* TO DO
Of all the lines in the entries, how many carry the word "window"? The reply is that number and no more.

┌─ MATERIAL SUPPLIED

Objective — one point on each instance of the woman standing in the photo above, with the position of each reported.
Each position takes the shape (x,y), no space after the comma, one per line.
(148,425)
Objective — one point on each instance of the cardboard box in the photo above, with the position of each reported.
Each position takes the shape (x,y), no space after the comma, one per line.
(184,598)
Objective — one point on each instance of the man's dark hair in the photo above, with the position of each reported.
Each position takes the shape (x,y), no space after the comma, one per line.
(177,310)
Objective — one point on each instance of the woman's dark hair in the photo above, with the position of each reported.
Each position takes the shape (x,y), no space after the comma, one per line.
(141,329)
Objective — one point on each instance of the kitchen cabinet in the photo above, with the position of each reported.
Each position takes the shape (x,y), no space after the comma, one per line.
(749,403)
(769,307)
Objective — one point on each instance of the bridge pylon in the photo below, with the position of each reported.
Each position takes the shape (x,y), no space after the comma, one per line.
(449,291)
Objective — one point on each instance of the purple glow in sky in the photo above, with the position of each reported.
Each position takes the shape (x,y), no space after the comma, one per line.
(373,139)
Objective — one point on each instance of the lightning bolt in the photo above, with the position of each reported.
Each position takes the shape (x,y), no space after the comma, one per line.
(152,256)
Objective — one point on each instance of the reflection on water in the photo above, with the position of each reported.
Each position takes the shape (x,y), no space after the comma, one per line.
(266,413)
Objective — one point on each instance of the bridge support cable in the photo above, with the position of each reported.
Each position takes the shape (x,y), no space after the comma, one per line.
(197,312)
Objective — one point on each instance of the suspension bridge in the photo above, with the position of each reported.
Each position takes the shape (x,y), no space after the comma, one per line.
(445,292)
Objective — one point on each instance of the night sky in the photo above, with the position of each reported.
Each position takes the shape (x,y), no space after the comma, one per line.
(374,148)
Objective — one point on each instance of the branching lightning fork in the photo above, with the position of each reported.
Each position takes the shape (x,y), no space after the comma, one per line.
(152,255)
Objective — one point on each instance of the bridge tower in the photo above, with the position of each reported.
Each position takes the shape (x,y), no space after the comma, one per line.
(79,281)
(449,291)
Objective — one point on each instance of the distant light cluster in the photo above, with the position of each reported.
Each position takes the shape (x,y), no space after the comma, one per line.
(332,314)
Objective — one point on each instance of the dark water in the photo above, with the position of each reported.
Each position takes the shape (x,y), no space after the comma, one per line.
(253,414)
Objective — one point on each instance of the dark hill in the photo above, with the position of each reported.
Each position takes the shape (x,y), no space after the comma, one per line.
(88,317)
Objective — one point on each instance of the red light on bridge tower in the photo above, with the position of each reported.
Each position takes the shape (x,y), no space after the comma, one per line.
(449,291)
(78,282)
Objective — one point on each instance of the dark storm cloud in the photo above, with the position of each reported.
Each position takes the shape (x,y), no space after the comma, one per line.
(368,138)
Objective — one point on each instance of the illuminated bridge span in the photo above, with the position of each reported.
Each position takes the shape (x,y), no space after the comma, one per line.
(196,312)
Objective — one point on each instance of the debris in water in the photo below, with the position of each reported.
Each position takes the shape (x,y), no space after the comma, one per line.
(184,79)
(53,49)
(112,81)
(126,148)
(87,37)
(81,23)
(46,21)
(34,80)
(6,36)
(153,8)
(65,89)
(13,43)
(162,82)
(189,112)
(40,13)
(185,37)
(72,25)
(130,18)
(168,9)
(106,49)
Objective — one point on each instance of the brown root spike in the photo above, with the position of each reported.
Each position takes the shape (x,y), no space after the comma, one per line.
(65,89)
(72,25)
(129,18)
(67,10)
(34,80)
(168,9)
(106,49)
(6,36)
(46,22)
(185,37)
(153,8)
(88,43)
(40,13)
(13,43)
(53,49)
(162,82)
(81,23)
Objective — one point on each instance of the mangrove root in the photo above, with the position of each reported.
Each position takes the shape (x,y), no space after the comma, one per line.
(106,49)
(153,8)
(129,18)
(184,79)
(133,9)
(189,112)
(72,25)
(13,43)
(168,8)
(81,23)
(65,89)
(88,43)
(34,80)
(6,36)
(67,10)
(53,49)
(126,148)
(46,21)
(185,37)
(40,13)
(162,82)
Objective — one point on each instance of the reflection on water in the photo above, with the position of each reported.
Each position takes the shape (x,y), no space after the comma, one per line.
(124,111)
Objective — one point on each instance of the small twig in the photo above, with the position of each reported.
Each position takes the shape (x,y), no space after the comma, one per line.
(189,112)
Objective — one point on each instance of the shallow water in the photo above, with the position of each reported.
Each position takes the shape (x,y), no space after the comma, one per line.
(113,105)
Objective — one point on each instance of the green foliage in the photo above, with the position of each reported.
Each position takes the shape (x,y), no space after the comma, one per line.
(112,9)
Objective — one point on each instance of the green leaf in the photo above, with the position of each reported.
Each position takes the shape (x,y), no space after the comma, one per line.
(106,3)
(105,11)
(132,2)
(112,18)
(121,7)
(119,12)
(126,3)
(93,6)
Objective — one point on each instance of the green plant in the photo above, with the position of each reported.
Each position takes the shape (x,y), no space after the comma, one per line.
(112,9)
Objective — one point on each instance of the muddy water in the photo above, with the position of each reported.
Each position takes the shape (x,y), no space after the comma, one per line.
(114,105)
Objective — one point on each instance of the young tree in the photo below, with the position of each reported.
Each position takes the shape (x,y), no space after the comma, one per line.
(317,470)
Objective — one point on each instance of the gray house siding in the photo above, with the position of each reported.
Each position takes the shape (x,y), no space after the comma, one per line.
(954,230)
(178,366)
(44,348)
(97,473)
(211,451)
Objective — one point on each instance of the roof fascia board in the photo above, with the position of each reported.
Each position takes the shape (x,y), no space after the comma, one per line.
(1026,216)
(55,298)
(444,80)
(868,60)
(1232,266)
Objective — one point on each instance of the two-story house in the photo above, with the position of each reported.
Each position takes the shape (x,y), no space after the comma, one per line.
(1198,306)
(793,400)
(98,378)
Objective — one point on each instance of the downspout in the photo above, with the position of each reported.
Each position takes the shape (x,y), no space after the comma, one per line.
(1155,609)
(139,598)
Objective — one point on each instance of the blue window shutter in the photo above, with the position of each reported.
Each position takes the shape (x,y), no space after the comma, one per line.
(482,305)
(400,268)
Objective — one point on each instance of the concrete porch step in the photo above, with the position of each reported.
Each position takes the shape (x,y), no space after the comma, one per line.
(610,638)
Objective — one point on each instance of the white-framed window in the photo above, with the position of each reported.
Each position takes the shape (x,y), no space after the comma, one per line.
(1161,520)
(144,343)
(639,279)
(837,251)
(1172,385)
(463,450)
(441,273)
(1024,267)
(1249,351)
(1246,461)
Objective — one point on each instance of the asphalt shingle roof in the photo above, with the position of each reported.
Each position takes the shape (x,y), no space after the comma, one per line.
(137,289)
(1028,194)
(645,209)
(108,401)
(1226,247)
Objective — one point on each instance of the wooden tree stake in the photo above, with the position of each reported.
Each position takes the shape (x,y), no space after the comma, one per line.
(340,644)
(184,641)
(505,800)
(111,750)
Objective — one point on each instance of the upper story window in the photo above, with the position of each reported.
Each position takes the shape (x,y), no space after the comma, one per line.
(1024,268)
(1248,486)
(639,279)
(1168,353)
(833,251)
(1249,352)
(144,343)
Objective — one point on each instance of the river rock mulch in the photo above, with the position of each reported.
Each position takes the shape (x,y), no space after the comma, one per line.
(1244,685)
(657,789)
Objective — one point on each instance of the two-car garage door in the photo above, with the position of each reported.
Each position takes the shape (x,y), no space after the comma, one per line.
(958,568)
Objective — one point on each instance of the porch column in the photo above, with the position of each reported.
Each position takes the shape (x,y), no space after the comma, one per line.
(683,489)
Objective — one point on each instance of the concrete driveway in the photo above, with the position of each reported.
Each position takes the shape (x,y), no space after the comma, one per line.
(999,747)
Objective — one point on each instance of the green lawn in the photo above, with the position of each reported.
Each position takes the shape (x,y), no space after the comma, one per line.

└─

* RESPONSE TO THE TASK
3